→ Supplied material:

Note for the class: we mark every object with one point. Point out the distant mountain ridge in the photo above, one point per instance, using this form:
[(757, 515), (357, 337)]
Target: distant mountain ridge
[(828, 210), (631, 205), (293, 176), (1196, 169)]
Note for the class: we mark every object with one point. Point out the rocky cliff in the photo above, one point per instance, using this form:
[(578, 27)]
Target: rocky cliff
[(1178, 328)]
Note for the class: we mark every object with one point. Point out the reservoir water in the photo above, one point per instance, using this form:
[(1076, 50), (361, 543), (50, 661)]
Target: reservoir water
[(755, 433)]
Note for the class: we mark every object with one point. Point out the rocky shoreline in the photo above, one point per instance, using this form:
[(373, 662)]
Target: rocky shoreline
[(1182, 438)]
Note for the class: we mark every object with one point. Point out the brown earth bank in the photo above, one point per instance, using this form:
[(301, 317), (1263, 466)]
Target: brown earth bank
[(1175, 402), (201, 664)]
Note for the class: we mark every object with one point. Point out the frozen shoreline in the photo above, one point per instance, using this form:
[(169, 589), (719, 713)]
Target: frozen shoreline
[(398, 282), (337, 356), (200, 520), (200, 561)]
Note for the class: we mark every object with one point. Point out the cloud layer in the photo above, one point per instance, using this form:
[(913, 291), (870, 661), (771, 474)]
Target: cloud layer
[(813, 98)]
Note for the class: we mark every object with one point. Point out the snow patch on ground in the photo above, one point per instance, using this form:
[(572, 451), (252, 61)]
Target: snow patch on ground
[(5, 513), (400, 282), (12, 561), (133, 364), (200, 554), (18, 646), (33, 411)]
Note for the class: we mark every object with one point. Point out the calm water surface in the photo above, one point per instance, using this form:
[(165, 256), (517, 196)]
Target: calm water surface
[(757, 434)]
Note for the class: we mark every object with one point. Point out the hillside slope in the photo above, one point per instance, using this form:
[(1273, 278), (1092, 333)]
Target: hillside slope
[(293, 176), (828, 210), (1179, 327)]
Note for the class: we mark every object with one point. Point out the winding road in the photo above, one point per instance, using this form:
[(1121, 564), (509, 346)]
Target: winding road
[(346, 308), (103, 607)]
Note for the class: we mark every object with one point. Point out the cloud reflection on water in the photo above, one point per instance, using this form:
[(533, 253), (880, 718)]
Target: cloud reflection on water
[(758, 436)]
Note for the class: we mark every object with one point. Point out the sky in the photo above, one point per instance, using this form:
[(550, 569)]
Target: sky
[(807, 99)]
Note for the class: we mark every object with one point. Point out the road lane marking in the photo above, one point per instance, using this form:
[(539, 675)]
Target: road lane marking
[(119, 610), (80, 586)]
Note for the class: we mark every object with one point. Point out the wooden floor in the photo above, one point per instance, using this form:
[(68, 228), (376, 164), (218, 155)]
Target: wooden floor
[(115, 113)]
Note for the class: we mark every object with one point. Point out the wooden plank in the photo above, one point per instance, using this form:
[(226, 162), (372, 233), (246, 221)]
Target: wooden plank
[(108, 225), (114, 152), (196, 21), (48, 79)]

→ What you need to do: Can you return every one of the lines above word for word, with nothing altered, added, or left out?

→ Result:
Note for the class: we mark every object with one point. Point out the distant mountain ridge in the photo above, one point per instance, using this form:
[(757, 515), (357, 337)]
Target: distant mountain ridge
[(828, 210), (631, 205), (293, 176), (1196, 169)]
Note for the class: we mark every object with one point. Point out the rocky cliff in the photo above, one point per instance, using this form:
[(578, 27)]
Target: rocky cliff
[(1178, 328)]
Note for the class: we mark every object with one point. Point out the reservoir water in the photo above, one point per instance, using this form:
[(1076, 50), (361, 543), (50, 661)]
Target: reservoir water
[(755, 433)]
Note for the class: we mark every object with one point. Point out the rocky shoreline in the photo above, one point per instance, using this form:
[(373, 662)]
Target: rocky shoreline
[(1182, 438)]
Note for the class: we mark every object with one point. Point out the brown earth bank in the photo above, one point per instance, using this form:
[(301, 317), (1263, 466)]
Target: brown earth bank
[(1175, 402), (201, 664)]
Note for the class: we mark every object with one point. Point out the frozen shoreline in the photo above, one point per instance, using this form:
[(169, 589), (719, 713)]
Target: frozen shoreline
[(398, 282), (337, 356), (200, 520), (200, 561)]
Note for the class: we mark every object with one point. Point out the cloud layer in the photo above, one point per instance, using this form:
[(913, 291), (870, 661), (771, 474)]
Target: cloud layer
[(813, 98)]
Note for the class: we mark every object with one point. Point out the snow patch on ground in the photo above, one point per instance, using this form:
[(572, 451), (252, 61)]
Target: snow patch on ground
[(5, 513), (400, 282), (12, 561), (133, 364), (200, 554), (18, 646), (33, 411)]
Note for the class: we mark every object with one point. Point out the calm water surface in the photo above, one point per instance, using this form:
[(165, 256), (517, 196)]
Target: calm water surface
[(757, 434)]
Note for the class: we mark every object with one point. Point out the hillside slope in the photo above, one point per instance, using this form:
[(1273, 278), (1092, 333)]
Target: hillside slope
[(293, 176), (828, 210), (1179, 327)]
Note for the class: we mark every object with one point. Point out the winding road in the photo above, one point per instance, using this form:
[(1121, 564), (509, 346)]
Target: winding road
[(346, 308), (103, 607)]
Note for the class: we mark every object with one point. Point out the cloud reflection on water in the photo above, one point per instance, using this form:
[(533, 253), (880, 718)]
Target: cloud reflection on water
[(758, 436)]
Note for the class: we mark every object with one point. Point out the sky in the photo above, one point per instance, using this form:
[(550, 569)]
Target: sky
[(807, 99)]
Note for the class: we mark every object with one point. Point out the road lane marking in the photo above, one point per instance, using this form:
[(539, 675)]
Target: road lane marking
[(119, 610), (80, 586)]
Note for the class: we mark every object with one point. Point out the wooden floor in the photo above, one point per instance, using this form:
[(68, 228), (376, 164), (218, 155)]
Target: wooden floor
[(115, 113)]
Note for the class: we mark every object with one point. Point out the wooden plank in the photo above, one point per instance, using this form:
[(226, 162), (372, 233), (246, 221)]
Target: wooden plank
[(108, 225), (114, 152), (196, 21), (48, 79)]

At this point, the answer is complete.